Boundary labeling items
------------------------------------------------------------------------

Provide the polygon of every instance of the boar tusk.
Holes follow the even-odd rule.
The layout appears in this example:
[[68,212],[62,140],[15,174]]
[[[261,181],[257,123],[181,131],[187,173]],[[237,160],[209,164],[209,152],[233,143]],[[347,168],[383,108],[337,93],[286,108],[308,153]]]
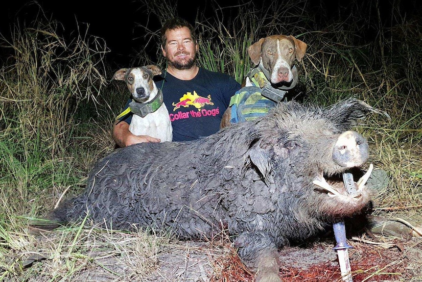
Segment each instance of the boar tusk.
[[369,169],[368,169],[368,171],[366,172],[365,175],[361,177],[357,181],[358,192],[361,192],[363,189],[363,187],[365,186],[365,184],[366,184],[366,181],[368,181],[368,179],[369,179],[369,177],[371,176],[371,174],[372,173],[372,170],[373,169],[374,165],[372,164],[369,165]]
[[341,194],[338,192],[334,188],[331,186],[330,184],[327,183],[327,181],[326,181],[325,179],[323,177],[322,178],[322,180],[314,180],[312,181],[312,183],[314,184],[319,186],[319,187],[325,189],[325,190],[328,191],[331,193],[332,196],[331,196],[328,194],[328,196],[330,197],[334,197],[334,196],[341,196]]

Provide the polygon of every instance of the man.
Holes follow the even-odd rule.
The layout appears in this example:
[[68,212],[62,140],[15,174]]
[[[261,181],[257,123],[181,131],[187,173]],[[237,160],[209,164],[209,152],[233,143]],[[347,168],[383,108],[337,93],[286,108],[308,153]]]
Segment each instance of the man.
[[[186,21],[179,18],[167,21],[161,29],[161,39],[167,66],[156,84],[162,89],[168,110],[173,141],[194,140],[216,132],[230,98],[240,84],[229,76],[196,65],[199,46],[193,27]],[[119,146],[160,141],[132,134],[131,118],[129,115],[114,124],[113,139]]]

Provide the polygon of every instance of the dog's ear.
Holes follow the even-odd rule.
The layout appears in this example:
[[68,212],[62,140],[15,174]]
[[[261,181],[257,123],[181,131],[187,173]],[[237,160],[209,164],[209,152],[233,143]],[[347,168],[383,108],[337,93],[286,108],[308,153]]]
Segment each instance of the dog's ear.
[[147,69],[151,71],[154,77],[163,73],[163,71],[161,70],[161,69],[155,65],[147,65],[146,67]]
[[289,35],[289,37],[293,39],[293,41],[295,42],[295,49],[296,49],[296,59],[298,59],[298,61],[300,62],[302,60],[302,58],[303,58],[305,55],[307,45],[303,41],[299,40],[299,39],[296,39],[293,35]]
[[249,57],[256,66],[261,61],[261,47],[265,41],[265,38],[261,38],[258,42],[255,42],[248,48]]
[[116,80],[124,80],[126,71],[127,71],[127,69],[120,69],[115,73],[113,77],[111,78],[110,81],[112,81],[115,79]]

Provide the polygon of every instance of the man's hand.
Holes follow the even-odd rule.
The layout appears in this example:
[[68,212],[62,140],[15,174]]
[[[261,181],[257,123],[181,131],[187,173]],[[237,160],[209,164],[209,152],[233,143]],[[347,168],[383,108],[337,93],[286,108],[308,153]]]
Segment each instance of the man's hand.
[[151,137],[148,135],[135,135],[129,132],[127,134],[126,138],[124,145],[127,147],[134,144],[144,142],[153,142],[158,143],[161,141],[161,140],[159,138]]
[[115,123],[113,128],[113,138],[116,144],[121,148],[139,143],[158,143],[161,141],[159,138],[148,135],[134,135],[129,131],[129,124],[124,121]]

------------------------------------------------------------------------

* TASK INSTRUCTIONS
Retype every line of the entries above word for word, omitting the picture.

* COMPLETE ANSWER
Provide the polygon of every instance of the boar tusk.
Holes follow the even-odd rule.
The layout appears in this example:
[[68,212],[62,140],[15,174]]
[[[261,181],[257,123],[181,131],[187,173]],[[237,160],[209,164],[209,152],[233,143]],[[347,168],[383,108],[337,93],[286,108],[308,153]]]
Segment each instance of the boar tusk.
[[369,169],[368,169],[368,171],[366,172],[365,175],[361,177],[357,181],[358,192],[361,192],[363,189],[363,187],[365,186],[365,184],[366,184],[366,181],[368,181],[368,179],[369,179],[369,177],[371,176],[371,174],[372,173],[372,170],[373,169],[374,165],[372,164],[369,165]]
[[341,194],[338,192],[334,188],[331,186],[330,184],[327,183],[327,181],[326,181],[325,179],[323,177],[322,178],[322,180],[314,180],[312,181],[312,183],[314,184],[319,186],[319,187],[325,189],[325,190],[328,191],[331,193],[332,196],[331,196],[328,194],[328,196],[330,197],[334,197],[334,196],[341,196]]

Provide the polygon of every instance of the man.
Holes follow the even-odd rule.
The layout appears in this example:
[[68,212],[62,140],[15,174]]
[[[261,181],[257,123],[181,131],[187,173]],[[237,160],[209,164],[209,152],[233,143]],[[347,168],[383,108],[337,93],[286,108],[308,153]]]
Segment each instance of the man.
[[[186,21],[179,18],[167,21],[161,29],[161,39],[167,66],[156,84],[162,89],[168,110],[173,141],[194,140],[216,132],[230,98],[240,84],[229,76],[196,65],[199,46],[193,27]],[[119,146],[160,141],[132,134],[131,118],[129,115],[114,124],[113,139]]]

Provide the polygon of every instance of the dog's ear.
Holes follow the even-odd rule.
The layout appears in this example:
[[68,212],[62,140],[15,174]]
[[[261,181],[257,123],[181,131],[187,173]],[[237,160],[209,164],[209,152],[233,143]],[[347,168],[383,108],[337,93],[286,108],[308,153]]]
Segment each instance of the dog's ear.
[[147,69],[151,71],[154,77],[163,73],[163,71],[161,70],[161,69],[155,65],[147,65],[146,67]]
[[289,35],[289,37],[293,39],[293,41],[295,42],[295,49],[296,49],[296,59],[298,59],[298,61],[300,62],[302,60],[302,58],[303,58],[305,55],[307,45],[303,41],[299,40],[299,39],[296,39],[293,35]]
[[249,57],[256,66],[261,61],[261,47],[265,41],[265,38],[261,38],[258,42],[255,42],[248,48]]
[[116,80],[124,80],[126,71],[127,71],[127,69],[120,69],[115,73],[113,77],[111,78],[110,81],[112,81],[115,79]]

Provide the polygon of every instance of the man's hand.
Holes follow the even-odd rule.
The layout appears in this example:
[[68,212],[62,140],[15,174]]
[[[261,181],[257,123],[181,131],[187,173]],[[237,160],[209,164],[209,152],[233,143]],[[347,168],[383,108],[337,93],[286,108],[308,153]]]
Segment each instance of the man's hand.
[[151,137],[148,135],[135,135],[129,132],[127,134],[126,138],[124,145],[127,147],[134,144],[144,142],[153,142],[158,143],[161,141],[161,140],[159,138]]
[[115,123],[113,128],[113,138],[116,144],[121,148],[139,143],[158,143],[161,141],[159,138],[148,135],[134,135],[129,131],[129,124],[124,121]]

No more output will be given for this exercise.